» **To be done**
Pull out every line in the records below that contains the string "beanie", and copy each line in full. Case counts, so only lines whose letters match its case qualify.

» **Data in this exercise**
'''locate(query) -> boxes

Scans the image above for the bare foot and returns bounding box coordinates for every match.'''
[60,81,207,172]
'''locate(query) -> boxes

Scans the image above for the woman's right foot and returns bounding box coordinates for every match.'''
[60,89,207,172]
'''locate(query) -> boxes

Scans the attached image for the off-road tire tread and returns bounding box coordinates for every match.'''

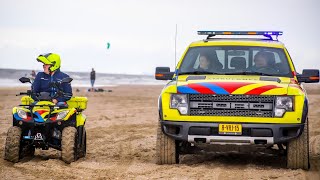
[156,122,178,164]
[4,126,21,163]
[287,120,310,170]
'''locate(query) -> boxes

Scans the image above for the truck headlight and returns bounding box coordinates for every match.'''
[274,96,293,117]
[17,109,27,119]
[57,111,69,120]
[170,94,189,115]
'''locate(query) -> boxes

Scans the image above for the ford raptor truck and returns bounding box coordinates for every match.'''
[155,31,319,170]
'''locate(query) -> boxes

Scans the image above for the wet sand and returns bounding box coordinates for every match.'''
[0,85,320,180]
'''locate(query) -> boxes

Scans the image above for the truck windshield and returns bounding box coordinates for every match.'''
[179,46,293,77]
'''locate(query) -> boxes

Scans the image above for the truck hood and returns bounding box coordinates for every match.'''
[177,75,292,95]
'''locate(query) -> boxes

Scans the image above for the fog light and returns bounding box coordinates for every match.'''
[274,109,286,117]
[178,106,188,114]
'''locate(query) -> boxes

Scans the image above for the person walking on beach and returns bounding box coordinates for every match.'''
[90,68,96,92]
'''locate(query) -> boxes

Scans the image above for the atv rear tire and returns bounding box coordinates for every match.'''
[61,127,77,164]
[156,122,179,164]
[4,126,21,163]
[287,120,310,170]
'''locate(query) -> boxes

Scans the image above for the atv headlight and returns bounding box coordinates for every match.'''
[170,94,189,115]
[17,109,27,119]
[274,96,293,117]
[57,111,69,120]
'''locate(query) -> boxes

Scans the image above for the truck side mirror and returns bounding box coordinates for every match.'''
[155,67,174,80]
[297,69,319,83]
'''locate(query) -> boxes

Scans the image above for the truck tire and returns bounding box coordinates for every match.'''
[61,127,77,164]
[156,122,179,164]
[287,120,310,170]
[4,126,21,163]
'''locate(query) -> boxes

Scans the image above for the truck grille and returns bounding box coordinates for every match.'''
[189,94,275,117]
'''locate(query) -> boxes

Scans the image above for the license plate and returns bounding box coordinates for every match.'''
[219,124,242,135]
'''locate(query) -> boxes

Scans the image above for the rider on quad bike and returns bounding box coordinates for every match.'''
[4,53,87,163]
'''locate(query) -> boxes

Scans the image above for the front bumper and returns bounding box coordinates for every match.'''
[160,120,304,145]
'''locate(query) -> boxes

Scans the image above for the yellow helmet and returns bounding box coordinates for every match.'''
[37,53,61,72]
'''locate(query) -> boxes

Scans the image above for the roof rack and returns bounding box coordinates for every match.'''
[198,31,283,41]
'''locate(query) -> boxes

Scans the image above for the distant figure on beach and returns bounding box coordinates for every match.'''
[32,53,72,104]
[90,68,96,92]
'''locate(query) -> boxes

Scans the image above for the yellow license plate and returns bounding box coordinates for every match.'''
[219,124,242,135]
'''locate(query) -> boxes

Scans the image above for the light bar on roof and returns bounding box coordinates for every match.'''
[198,31,283,36]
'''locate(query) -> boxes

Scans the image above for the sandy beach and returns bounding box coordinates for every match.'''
[0,85,320,180]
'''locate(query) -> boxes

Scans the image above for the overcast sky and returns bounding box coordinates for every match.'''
[0,0,320,74]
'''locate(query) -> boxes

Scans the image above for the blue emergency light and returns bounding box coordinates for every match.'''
[198,31,283,40]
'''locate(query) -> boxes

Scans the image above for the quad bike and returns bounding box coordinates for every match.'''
[4,77,87,163]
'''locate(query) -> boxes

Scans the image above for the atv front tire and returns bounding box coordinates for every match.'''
[156,122,179,164]
[61,127,77,164]
[287,120,309,170]
[4,126,21,163]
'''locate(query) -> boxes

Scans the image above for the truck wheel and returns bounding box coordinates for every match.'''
[61,127,77,164]
[287,120,310,170]
[156,122,179,164]
[4,126,21,163]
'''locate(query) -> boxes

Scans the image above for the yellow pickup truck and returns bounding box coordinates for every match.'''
[155,31,319,169]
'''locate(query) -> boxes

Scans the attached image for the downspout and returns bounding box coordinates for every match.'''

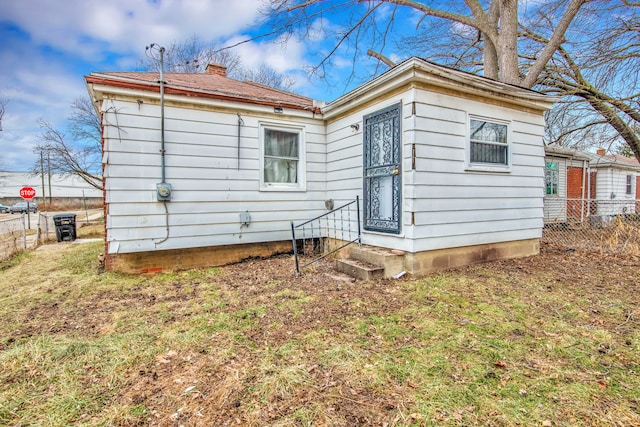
[238,113,244,170]
[580,160,589,223]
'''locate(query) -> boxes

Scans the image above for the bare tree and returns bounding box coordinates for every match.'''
[32,98,102,190]
[265,0,640,159]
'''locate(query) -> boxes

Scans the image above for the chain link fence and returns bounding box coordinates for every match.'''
[542,198,640,256]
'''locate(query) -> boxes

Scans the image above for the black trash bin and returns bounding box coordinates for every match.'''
[53,214,76,242]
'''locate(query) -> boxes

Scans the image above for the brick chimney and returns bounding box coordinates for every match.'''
[206,62,227,77]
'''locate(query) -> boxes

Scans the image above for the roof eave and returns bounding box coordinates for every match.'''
[85,73,320,114]
[322,57,559,118]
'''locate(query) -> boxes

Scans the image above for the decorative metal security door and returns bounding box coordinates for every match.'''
[363,104,402,234]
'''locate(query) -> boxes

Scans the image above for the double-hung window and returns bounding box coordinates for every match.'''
[469,117,510,169]
[260,125,305,190]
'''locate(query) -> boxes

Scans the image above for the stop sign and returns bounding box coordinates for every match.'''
[20,187,36,200]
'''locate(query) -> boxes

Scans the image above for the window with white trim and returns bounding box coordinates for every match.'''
[469,117,509,167]
[260,125,305,190]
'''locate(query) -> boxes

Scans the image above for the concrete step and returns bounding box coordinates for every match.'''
[349,245,404,277]
[336,258,384,280]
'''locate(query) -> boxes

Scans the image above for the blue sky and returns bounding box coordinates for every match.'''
[0,0,400,171]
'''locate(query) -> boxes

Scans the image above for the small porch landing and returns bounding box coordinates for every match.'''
[336,245,405,280]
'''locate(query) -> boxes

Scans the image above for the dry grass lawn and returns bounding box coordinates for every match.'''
[0,236,640,426]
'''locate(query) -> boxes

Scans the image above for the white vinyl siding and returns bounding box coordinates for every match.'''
[103,99,326,253]
[327,90,544,252]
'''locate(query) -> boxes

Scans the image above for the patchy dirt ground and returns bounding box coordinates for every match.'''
[5,245,640,426]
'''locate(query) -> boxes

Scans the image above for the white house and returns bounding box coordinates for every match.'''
[85,58,554,274]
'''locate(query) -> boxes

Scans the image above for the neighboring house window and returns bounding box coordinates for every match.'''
[469,118,509,166]
[544,162,559,196]
[261,125,305,189]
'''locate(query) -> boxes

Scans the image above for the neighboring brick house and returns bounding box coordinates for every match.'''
[545,146,640,223]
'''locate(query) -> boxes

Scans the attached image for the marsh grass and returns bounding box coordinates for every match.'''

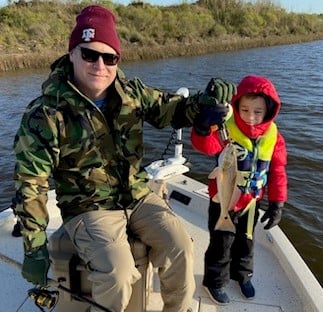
[0,0,323,72]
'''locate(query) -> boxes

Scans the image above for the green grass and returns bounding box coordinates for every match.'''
[0,0,323,72]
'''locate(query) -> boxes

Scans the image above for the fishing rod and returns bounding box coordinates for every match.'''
[0,253,112,312]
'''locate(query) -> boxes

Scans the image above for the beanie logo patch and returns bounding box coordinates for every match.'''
[82,28,95,42]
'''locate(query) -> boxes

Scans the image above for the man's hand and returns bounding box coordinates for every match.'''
[21,245,50,287]
[193,78,237,136]
[204,78,237,104]
[193,104,229,136]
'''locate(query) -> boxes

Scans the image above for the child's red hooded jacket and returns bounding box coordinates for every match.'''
[191,76,287,209]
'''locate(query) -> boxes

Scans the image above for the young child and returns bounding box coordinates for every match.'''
[191,76,287,305]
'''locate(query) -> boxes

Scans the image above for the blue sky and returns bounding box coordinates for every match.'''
[0,0,323,13]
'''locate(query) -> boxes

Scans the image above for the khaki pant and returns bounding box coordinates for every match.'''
[65,193,195,312]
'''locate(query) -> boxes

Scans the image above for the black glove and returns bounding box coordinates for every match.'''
[260,202,284,230]
[204,78,237,104]
[21,245,50,287]
[193,104,229,136]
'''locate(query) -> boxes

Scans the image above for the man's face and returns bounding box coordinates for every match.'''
[70,42,117,100]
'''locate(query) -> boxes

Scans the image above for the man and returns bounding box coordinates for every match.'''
[14,5,232,312]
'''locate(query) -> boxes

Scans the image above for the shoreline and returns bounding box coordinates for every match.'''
[0,34,323,74]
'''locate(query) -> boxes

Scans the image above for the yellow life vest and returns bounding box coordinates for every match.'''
[226,117,278,198]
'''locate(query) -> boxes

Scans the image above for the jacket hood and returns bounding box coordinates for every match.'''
[231,75,281,139]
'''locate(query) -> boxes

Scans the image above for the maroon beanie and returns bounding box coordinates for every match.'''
[68,5,120,55]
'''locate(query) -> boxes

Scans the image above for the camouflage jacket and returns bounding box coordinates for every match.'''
[14,55,198,250]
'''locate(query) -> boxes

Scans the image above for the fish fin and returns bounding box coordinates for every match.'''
[214,214,236,233]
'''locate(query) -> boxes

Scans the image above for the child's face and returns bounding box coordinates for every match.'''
[239,96,267,126]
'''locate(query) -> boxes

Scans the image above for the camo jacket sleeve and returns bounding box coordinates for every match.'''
[122,78,199,129]
[14,100,58,251]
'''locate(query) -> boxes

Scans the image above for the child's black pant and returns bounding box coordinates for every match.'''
[203,201,259,288]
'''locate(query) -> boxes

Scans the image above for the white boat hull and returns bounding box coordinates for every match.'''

» **Correct result**
Scans the image above for the beanie logo patch and returns bounding box coordinates for every match.'''
Scans the image above for the maroon beanie and returns bounding box coordinates for every match.'''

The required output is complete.